Materials provided start

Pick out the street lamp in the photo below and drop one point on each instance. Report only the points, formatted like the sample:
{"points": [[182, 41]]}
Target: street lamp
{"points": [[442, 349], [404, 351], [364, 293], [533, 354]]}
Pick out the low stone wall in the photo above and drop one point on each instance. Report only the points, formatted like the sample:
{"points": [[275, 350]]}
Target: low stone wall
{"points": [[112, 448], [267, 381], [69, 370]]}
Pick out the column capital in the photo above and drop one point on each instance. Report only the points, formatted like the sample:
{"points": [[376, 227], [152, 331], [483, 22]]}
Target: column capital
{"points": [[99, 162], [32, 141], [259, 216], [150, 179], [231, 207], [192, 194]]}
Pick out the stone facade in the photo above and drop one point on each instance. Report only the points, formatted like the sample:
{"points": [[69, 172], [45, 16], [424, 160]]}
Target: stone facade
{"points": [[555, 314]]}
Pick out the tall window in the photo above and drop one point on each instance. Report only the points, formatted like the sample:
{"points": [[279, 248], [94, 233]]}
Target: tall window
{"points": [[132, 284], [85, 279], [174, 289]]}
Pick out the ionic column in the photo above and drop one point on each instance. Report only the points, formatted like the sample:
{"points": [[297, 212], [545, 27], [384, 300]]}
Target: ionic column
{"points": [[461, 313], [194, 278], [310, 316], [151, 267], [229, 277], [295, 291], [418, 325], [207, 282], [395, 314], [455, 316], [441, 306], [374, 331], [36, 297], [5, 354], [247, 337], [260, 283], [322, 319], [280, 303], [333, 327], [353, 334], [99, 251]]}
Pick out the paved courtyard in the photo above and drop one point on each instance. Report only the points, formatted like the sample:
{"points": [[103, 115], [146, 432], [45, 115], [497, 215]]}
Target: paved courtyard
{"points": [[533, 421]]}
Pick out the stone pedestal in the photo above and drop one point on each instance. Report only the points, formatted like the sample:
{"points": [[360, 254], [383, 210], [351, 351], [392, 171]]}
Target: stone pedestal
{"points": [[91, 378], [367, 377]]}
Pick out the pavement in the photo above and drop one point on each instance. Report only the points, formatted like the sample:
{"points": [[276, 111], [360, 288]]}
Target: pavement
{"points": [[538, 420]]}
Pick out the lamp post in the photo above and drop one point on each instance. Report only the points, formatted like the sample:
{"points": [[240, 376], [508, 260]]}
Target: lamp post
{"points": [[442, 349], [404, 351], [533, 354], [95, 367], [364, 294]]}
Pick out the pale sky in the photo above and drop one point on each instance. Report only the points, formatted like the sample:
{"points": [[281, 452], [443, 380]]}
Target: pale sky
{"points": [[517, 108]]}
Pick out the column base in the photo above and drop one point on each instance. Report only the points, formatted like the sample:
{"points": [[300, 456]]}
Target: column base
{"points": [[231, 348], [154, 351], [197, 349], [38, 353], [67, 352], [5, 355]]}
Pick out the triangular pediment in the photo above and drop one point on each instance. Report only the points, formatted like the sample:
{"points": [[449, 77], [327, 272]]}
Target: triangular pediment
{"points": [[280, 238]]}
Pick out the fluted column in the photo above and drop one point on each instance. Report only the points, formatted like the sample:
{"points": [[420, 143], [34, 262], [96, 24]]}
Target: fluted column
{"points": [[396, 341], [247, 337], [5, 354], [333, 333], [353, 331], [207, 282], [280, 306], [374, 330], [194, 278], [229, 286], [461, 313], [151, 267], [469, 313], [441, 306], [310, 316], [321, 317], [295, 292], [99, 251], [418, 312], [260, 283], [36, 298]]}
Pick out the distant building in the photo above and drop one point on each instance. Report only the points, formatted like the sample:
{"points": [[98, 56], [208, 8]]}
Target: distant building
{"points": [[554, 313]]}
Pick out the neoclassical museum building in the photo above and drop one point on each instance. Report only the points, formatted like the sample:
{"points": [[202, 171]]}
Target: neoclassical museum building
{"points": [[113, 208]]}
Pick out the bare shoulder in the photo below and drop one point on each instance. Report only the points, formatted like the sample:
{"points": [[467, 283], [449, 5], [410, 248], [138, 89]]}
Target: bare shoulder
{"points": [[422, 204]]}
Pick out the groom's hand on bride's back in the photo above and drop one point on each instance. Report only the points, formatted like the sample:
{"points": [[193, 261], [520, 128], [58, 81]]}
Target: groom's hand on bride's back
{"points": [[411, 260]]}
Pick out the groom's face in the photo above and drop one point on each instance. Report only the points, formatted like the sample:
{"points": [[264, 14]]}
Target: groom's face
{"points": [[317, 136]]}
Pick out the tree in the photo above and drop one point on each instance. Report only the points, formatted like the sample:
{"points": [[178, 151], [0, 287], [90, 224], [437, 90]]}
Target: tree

Materials provided end

Exercise directions:
Give back the whole listing, word for word.

Task answer:
Pick out the street lamp in the photo below and drop one point on each instance. Report only the points, formatted like the sample:
{"points": [[182, 41]]}
Target: street lamp
{"points": [[442, 349], [404, 351], [364, 293], [533, 354]]}
Pick out the low stone wall in the photo above and drop one point on each instance. Report only the points, formatted like the sample:
{"points": [[275, 350]]}
Target: low stone wall
{"points": [[112, 448], [267, 381], [69, 370]]}
Pick out the column capital in the photo above and drop one point on each instance. Report only the points, formatted like the sample:
{"points": [[376, 227], [152, 331], [483, 22]]}
Target: column capital
{"points": [[99, 162], [32, 141], [259, 216], [150, 179], [231, 207], [192, 194]]}
Pick out the stone facade in the photo above and drop one point on each instance. Report only the points, formatted like the sample:
{"points": [[69, 172], [45, 16], [424, 160]]}
Target: stone facade
{"points": [[555, 314]]}
Pick out the tall window in the photo above and drop one point on each instance. Report only the points, formatted like the sample:
{"points": [[279, 248], [94, 233]]}
Target: tall window
{"points": [[132, 284], [85, 279], [174, 289]]}
Pick out the ionic column in the photo above and drop one point on each instance. Report only the points, formatted like the sample:
{"points": [[297, 212], [545, 27], [384, 300]]}
Target: ionic column
{"points": [[461, 313], [194, 278], [310, 316], [151, 267], [229, 277], [295, 291], [418, 325], [207, 282], [395, 314], [455, 316], [441, 306], [374, 331], [36, 297], [5, 354], [247, 337], [260, 283], [322, 319], [280, 303], [333, 327], [353, 334], [99, 251]]}
Pick out the paved courtyard in the photo above and drop one point on each instance. Report only the points, formatted like the sample:
{"points": [[103, 115], [146, 432], [45, 115], [497, 215]]}
Target: paved courtyard
{"points": [[533, 421]]}
Pick out the stone pedestal in the photo above and drop one point on each instance. Report only the points, formatted like the sample:
{"points": [[360, 254], [383, 210], [351, 351], [392, 171]]}
Target: stone pedestal
{"points": [[91, 378], [367, 377]]}
Pick out the pavement in the photo above and drop one point on each instance. Report only the points, formatted like the sample:
{"points": [[276, 111], [360, 288]]}
Target: pavement
{"points": [[538, 420]]}
Pick out the lamp post in the photo above and drop one point on each instance. Report only the points, formatted like the sample:
{"points": [[240, 376], [508, 260]]}
Target: lamp post
{"points": [[442, 349], [404, 351], [533, 354], [95, 367], [364, 294]]}
Pick out the pale sky in the photo above and drop one point on each instance. Report only the points, formatted like the sample:
{"points": [[281, 452], [443, 380]]}
Target: pale sky
{"points": [[517, 108]]}
Pick out the column base in the photo above and drop one point on each instance. Report only the points, formatted like the sample:
{"points": [[300, 456]]}
Target: column base
{"points": [[231, 348], [154, 351], [197, 349], [38, 353], [67, 352], [5, 355]]}
Pick out the triangular pediment in the photo above and drop one point on each instance. Report only the points, formatted like the sample:
{"points": [[449, 77], [327, 272]]}
Target: triangular pediment
{"points": [[280, 238]]}
Pick out the fluted column in the photo above and drop one point on each instance. Report only the points, formatted like the sample:
{"points": [[420, 143], [34, 262], [96, 24]]}
Target: fluted column
{"points": [[396, 341], [247, 337], [5, 354], [333, 333], [353, 331], [207, 282], [280, 306], [374, 330], [194, 278], [229, 286], [461, 313], [151, 267], [469, 313], [441, 306], [310, 316], [321, 317], [295, 292], [99, 251], [418, 312], [260, 283], [36, 298]]}
Pick out the distant building in the photo above and drop one point on each instance. Report only the points, formatted like the sample:
{"points": [[98, 56], [208, 8]]}
Target: distant building
{"points": [[554, 313]]}
Pick out the neoclassical museum building in the photo above and drop one point on each instance. Report only the points, formatted like the sample:
{"points": [[202, 171]]}
Target: neoclassical museum building
{"points": [[113, 208]]}
Pick out the bare shoulder in the photo below and drop one point on each instance. Report only the points, formatted like the sample:
{"points": [[467, 283], [449, 5], [410, 248], [138, 89]]}
Target: bare shoulder
{"points": [[422, 204]]}
Pick out the groom's hand on bride's back in the photo above and drop one point on each instance. Report only the points, formatted like the sample:
{"points": [[193, 261], [520, 128], [58, 81]]}
Target: groom's hand on bride's back
{"points": [[411, 260]]}
Pick out the groom's face in the photo above and drop one point on each instance. Report only the points, formatted like the sample:
{"points": [[264, 14]]}
Target: groom's face
{"points": [[317, 136]]}
Pick out the tree in the photo above and drop one point on each instance. Report only the points, formatted like the sample:
{"points": [[178, 151], [0, 287], [90, 224], [437, 90]]}
Target: tree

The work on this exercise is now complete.